** START Stored data **

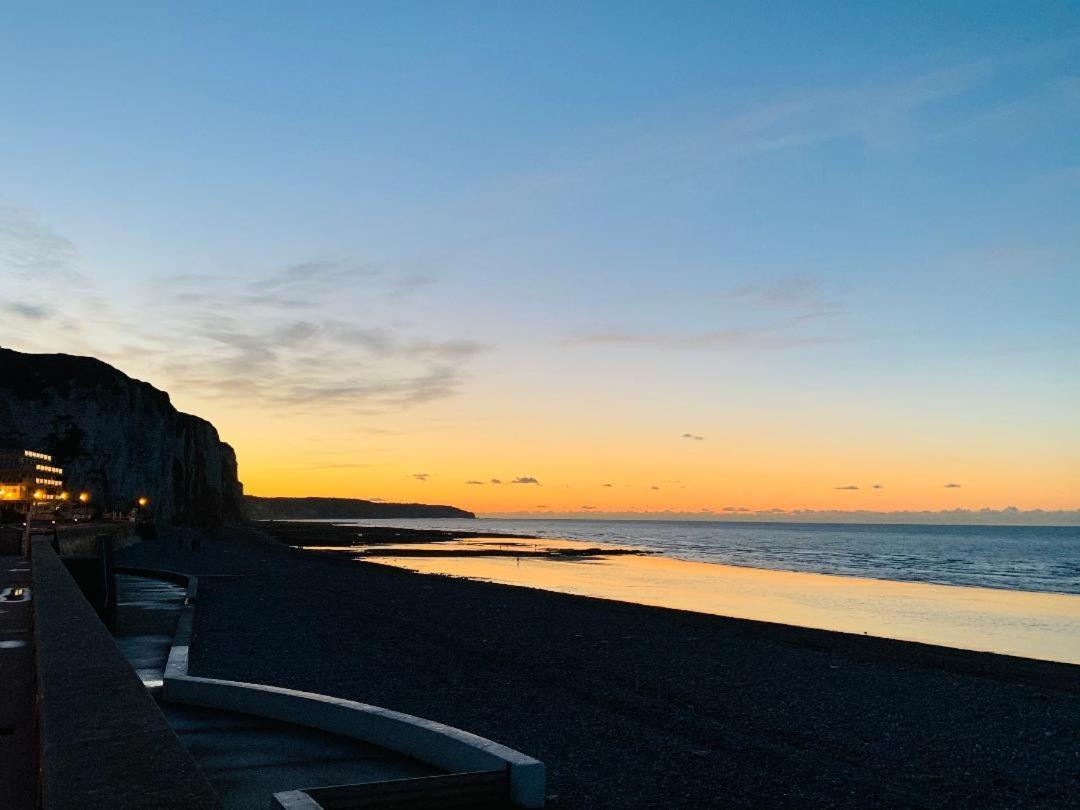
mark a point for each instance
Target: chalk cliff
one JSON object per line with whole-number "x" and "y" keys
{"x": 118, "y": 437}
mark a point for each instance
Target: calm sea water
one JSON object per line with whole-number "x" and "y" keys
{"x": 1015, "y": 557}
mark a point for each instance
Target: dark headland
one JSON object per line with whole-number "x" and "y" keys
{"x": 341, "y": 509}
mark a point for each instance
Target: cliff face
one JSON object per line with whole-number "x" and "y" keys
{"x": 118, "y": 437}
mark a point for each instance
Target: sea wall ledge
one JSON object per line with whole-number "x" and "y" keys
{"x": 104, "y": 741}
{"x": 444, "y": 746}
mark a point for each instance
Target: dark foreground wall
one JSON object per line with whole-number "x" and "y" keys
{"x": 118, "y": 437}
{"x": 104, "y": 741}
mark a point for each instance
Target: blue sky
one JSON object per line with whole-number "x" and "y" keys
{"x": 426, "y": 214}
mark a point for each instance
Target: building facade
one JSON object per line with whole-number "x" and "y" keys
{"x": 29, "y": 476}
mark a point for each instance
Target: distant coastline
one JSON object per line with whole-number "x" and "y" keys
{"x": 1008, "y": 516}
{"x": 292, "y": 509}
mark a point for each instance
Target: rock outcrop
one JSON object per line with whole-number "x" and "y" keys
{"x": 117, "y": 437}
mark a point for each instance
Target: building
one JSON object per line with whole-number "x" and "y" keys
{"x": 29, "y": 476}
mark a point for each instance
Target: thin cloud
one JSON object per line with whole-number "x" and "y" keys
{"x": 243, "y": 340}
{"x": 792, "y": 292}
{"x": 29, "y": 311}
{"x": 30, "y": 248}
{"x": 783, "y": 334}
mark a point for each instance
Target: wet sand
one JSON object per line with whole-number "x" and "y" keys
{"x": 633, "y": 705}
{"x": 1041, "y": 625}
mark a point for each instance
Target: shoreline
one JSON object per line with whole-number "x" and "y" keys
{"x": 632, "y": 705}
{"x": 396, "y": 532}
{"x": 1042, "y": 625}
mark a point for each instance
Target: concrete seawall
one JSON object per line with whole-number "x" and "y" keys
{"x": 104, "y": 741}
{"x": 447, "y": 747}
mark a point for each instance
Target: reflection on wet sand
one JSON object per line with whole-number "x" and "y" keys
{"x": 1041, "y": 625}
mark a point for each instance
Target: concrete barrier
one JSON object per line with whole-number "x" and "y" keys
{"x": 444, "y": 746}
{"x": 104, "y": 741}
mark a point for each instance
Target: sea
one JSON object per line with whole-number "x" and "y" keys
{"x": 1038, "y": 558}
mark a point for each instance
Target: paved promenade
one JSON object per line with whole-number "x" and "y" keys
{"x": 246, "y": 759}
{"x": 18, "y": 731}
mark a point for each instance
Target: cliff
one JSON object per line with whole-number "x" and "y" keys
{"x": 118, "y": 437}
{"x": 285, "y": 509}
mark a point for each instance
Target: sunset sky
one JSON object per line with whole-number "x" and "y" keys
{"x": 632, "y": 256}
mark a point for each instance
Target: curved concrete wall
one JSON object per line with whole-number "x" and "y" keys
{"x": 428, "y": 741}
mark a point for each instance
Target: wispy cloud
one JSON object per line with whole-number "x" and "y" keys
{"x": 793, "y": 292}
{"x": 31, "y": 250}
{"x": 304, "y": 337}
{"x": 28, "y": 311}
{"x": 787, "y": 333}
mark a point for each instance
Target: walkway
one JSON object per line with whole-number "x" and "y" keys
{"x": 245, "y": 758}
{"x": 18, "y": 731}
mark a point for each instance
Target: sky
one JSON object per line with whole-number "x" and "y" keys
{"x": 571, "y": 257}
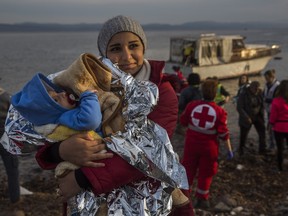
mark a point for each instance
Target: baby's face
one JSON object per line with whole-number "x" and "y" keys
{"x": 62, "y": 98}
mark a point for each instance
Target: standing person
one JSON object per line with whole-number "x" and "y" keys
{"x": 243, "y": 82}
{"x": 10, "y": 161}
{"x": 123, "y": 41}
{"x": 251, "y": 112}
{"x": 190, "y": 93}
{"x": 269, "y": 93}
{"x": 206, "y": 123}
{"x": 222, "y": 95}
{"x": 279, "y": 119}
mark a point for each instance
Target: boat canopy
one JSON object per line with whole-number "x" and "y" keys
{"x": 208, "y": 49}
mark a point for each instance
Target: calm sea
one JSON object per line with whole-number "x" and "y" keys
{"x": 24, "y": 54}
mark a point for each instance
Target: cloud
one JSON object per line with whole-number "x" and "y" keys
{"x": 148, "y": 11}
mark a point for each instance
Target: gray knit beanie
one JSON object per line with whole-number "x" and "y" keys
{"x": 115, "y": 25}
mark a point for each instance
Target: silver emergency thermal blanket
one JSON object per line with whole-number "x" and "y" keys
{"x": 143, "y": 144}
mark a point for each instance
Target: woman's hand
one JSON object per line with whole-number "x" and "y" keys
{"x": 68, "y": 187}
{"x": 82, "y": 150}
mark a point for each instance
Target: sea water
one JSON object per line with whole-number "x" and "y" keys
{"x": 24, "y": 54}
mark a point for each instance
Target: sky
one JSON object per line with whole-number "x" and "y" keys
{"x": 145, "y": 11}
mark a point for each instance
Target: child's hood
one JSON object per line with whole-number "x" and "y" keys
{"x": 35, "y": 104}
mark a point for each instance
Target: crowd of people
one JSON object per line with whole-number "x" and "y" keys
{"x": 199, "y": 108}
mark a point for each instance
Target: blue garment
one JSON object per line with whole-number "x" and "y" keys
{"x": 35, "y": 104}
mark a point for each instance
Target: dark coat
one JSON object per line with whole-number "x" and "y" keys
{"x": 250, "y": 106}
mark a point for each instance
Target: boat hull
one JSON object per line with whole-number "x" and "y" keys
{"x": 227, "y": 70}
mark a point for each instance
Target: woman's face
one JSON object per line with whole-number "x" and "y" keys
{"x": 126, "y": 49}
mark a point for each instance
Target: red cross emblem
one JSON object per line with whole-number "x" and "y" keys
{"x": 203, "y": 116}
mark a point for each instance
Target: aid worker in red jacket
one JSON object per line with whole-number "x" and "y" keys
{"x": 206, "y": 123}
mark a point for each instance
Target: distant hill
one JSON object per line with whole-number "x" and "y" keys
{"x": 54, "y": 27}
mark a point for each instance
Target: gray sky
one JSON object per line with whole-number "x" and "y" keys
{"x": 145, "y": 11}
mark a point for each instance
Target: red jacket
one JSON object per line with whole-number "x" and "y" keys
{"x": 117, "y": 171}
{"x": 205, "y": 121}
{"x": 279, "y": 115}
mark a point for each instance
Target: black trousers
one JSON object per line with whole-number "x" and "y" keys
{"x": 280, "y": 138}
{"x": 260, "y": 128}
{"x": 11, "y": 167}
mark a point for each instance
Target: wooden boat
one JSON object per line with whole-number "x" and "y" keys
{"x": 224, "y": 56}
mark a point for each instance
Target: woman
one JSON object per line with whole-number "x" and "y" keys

** END Stored data **

Show every line of the data that contains the word "dark", and treat case as significant.

• _Answer to the exercise_:
Target: dark headland
Target: dark foreground wall
Target: dark coat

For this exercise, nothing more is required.